---------- Data provided

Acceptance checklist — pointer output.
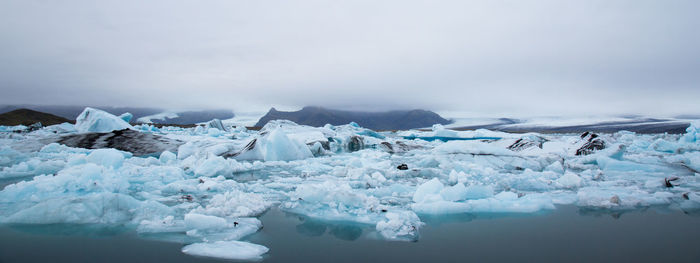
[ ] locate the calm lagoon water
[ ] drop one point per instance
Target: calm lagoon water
(566, 234)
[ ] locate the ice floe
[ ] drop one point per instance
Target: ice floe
(209, 184)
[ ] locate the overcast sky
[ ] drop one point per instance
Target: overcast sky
(492, 57)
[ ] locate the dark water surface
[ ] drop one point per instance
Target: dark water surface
(563, 235)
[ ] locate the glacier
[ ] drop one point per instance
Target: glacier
(211, 185)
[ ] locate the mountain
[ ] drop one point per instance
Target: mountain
(185, 117)
(28, 117)
(389, 120)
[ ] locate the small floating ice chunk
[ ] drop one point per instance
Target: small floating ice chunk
(199, 221)
(167, 157)
(237, 250)
(400, 225)
(478, 192)
(569, 180)
(427, 189)
(456, 192)
(126, 116)
(277, 146)
(212, 167)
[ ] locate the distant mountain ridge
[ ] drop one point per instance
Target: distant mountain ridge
(185, 117)
(389, 120)
(28, 117)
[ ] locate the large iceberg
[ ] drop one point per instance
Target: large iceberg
(209, 186)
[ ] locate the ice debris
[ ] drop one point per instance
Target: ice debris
(210, 185)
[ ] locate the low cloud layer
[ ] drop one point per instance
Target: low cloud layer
(490, 57)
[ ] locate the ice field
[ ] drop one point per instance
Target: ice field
(207, 186)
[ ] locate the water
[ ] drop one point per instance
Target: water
(563, 235)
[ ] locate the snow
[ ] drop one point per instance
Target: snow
(213, 189)
(94, 120)
(236, 250)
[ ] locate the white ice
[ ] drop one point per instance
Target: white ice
(215, 186)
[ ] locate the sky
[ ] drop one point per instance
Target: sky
(495, 58)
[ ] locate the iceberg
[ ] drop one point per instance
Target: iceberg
(235, 250)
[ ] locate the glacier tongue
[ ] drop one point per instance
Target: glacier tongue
(210, 185)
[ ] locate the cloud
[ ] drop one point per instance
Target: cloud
(495, 57)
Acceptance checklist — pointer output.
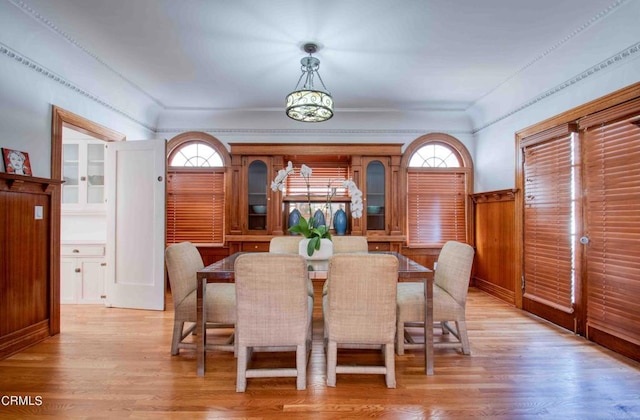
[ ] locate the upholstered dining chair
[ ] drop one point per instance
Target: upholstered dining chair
(360, 311)
(274, 313)
(451, 284)
(349, 244)
(285, 244)
(183, 261)
(288, 245)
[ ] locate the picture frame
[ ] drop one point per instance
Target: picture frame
(16, 162)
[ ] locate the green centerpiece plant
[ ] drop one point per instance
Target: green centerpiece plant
(309, 228)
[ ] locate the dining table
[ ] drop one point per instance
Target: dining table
(223, 271)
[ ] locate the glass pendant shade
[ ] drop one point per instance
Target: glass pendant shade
(309, 105)
(306, 103)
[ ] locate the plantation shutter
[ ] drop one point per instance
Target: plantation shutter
(195, 207)
(321, 177)
(435, 207)
(612, 176)
(548, 266)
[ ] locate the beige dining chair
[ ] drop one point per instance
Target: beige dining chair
(349, 244)
(360, 311)
(451, 284)
(285, 244)
(274, 313)
(183, 262)
(288, 245)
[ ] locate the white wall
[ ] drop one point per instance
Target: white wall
(38, 70)
(599, 60)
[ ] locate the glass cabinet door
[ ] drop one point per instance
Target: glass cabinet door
(375, 196)
(83, 175)
(257, 195)
(95, 173)
(70, 174)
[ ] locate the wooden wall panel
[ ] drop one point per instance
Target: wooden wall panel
(496, 257)
(27, 282)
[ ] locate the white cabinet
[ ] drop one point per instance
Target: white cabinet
(83, 173)
(82, 273)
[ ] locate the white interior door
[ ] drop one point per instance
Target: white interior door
(135, 226)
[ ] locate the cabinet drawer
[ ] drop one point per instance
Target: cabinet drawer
(255, 246)
(379, 246)
(82, 250)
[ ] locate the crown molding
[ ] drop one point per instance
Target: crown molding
(30, 11)
(616, 59)
(54, 77)
(555, 46)
(323, 132)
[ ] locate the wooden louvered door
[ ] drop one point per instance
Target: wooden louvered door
(611, 142)
(550, 208)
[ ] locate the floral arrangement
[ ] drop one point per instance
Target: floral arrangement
(309, 228)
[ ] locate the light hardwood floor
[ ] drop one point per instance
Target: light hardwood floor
(115, 363)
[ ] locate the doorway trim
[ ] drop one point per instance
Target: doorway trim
(62, 118)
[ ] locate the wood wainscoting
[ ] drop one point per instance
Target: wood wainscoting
(29, 275)
(495, 267)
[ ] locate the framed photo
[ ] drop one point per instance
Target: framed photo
(16, 162)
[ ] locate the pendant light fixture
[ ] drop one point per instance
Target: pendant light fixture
(308, 103)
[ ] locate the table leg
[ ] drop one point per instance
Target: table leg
(201, 330)
(428, 326)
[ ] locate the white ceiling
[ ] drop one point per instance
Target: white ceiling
(375, 54)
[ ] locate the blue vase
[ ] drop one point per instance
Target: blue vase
(294, 219)
(340, 222)
(318, 218)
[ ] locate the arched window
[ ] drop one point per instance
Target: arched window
(439, 181)
(195, 189)
(435, 155)
(196, 155)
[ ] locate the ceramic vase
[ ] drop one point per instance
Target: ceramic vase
(340, 222)
(294, 219)
(318, 218)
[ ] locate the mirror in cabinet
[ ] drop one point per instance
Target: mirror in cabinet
(83, 175)
(257, 178)
(375, 195)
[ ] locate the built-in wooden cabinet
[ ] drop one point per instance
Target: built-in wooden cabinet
(29, 278)
(256, 213)
(375, 191)
(82, 273)
(257, 199)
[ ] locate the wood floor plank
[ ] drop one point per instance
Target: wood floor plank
(116, 363)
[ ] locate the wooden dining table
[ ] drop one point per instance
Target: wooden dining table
(223, 271)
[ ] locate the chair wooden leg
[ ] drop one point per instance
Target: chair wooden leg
(301, 367)
(177, 337)
(332, 359)
(400, 337)
(241, 379)
(390, 364)
(461, 326)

--------------------

Render the records above as a two-column CSV with the headers "prompt" and "answer", giving each item its own row with its text and its answer. Put each field in double quotes, replace line breaks with spaces, cover every record, and leave the pictures out.

_Correct output_
prompt,answer
"Acceptance checklist — pointer output. [ ] locate the calm lagoon water [ ] drop one point per instance Target: calm lagoon water","(566, 234)"
"[ ] locate the ice floe [ ] drop one point per instance Target: ice floe","(209, 184)"
"[ ] locate the overcast sky [ ] drop one point per instance Target: overcast sky","(492, 57)"
"[ ] locate the dark water surface [ ] drop one point per instance Target: dark water surface","(563, 235)"
"[ ] locate the glacier [ ] drop one point per instance Target: glacier","(211, 185)"
"[ ] locate the mountain [ ] drop one point per instance Target: mountain","(185, 117) (28, 117) (389, 120)"
"[ ] locate the small floating ice chunk [ ] drop one point per instance Target: small floating ice chunk","(199, 221) (167, 157) (237, 250) (400, 225) (478, 192) (569, 180) (427, 189) (456, 192) (126, 116) (277, 146) (212, 167)"
"[ ] locate the distant mountain ridge [ ] drop one point per instance Target: distant mountain ridge","(185, 117) (389, 120) (28, 117)"
"[ ] locate the large iceberg [ ] drop one point per instance Target: large iceberg","(209, 186)"
"[ ] locate the ice debris [ ] drop one point per instance Target: ice debris","(210, 185)"
"[ ] locate the low cloud layer [ ] drop one point per instance Target: low cloud layer","(490, 57)"
"[ ] locate the ice field [ ] drop one point per instance Target: ice field","(207, 186)"
"[ ] locate the water [ ] drop one point per instance Target: water","(563, 235)"
"[ ] locate the snow [ ] drop one point per instance Target: snow","(213, 189) (94, 120) (236, 250)"
"[ ] locate the white ice [ ] drop one point per instance Target: white ice","(215, 186)"
"[ ] locate the sky [ ] drop one point per instance Target: sky","(495, 58)"
"[ ] locate the iceberg [ ] drop one point per instance Target: iceberg","(235, 250)"
"[ ] locate the glacier tongue [ ] drop one point per instance Target: glacier tongue","(210, 185)"
"[ ] locate the cloud [ ] drop one point per instance Target: cloud","(495, 57)"
"Acceptance checklist — pointer output. [ ] locate the upholstered dining chair [ ] drop one point per instance Target: upholstered dining chair","(360, 311) (274, 313) (451, 284) (349, 244) (285, 244) (183, 261) (288, 245)"
"[ ] locate the picture frame [ ] drop one point per instance Target: picture frame","(16, 162)"
"[ ] locate the green centerpiece plant [ ] drop one point per instance Target: green centerpiece plant","(309, 228)"
"[ ] locate the dining table [ ] drop one point per instance Target: dining table","(223, 271)"
"[ ] locate the glass pendant shade [ ] drop one point per instance Target: glass pendant shade","(309, 105) (306, 103)"
"[ ] locate the plantation shutter [ ] drop one point per instance Target: plantation shutter","(195, 207) (321, 177) (435, 207) (612, 176) (548, 266)"
"[ ] locate the beige dining chair [ ] drop one point per instance Target: beige dining chair","(349, 244) (360, 311) (451, 284) (285, 244) (274, 313) (183, 262) (288, 245)"
"[ ] locate the white wall [ ] drop one point per instance Target: white wall","(38, 70) (599, 60)"
"[ ] locate the glass cabinet door [ ] drop one point per instance Target: glass cabinet door","(375, 196) (83, 175) (257, 195) (95, 173) (70, 174)"
"[ ] locate the wooden wall panel [ ] drop one point per instance Target: wooden wall panel","(496, 257) (27, 282)"
"[ ] locate the white cabinet [ ] drop one point per instance Target: white cabinet","(83, 173) (82, 273)"
"[ ] locate the white interior door [ ] drop one point per instance Target: white interior door","(135, 226)"
"[ ] locate the cabinet drawer [ ] drop one point per instance Target: cabinet drawer","(255, 246) (379, 246) (82, 250)"
"[ ] locate the crown molding [ ] drop one point per instance Target: crown molding","(30, 11) (616, 59) (54, 77) (555, 46) (323, 132)"
"[ ] locate the wooden louvered door [ ] drop one point per instance Target: wooden louvered door","(611, 142) (550, 208)"
"[ ] locate the floral arrangement [ ] drop one point per instance Target: floral arrangement","(309, 228)"
"[ ] locate the light hardwood floor [ ] drop one point per instance Target: light hardwood floor","(115, 363)"
"[ ] locate the doorway trim [ ] drop one point per instance Target: doorway trim","(62, 118)"
"[ ] locate the wood wainscoting [ ] drop one point per instance Target: wood wainscoting","(29, 275) (495, 267)"
"[ ] locate the framed photo [ ] drop one point per instance Target: framed photo","(16, 162)"
"[ ] locate the pendant light fixture [ ] drop one point per instance Target: pendant light fixture","(308, 103)"
"[ ] locate the table leg [ ] drop one point per instance Target: table leg","(201, 330) (428, 326)"
"[ ] locate the white ceiling [ ] drop one point per instance Target: white ceiling","(375, 54)"
"[ ] locate the blue vase [ ] drop one point per instance Target: blue vase","(294, 219) (340, 222) (318, 218)"
"[ ] locate the arched window [ ] drop one point per instance Target: arched window","(439, 181) (195, 189) (435, 155) (196, 155)"
"[ ] locate the ceramic vase [ ] drop one point per instance Target: ceramic vase","(340, 222) (294, 219) (318, 218)"
"[ ] locate the mirror in cabinet [ ] drop one point per instance Target: mirror in cabinet","(83, 175) (257, 178) (375, 195)"
"[ ] locate the built-in wooden cabinet [ ] drop one point per instance Target: built-in wooden cabinet","(29, 278) (256, 213) (375, 191) (82, 273) (257, 199)"
"[ ] locate the wood floor plank [ ] drop one point per instance Target: wood floor plank","(116, 363)"
"[ ] locate the wooden dining table [ ] drop one point per instance Target: wooden dining table","(223, 271)"
"[ ] locate the chair wooden leg [ ] drop one point per instance Target: chair wooden leg","(301, 367) (177, 337) (332, 359) (400, 337) (241, 379) (390, 364) (461, 326)"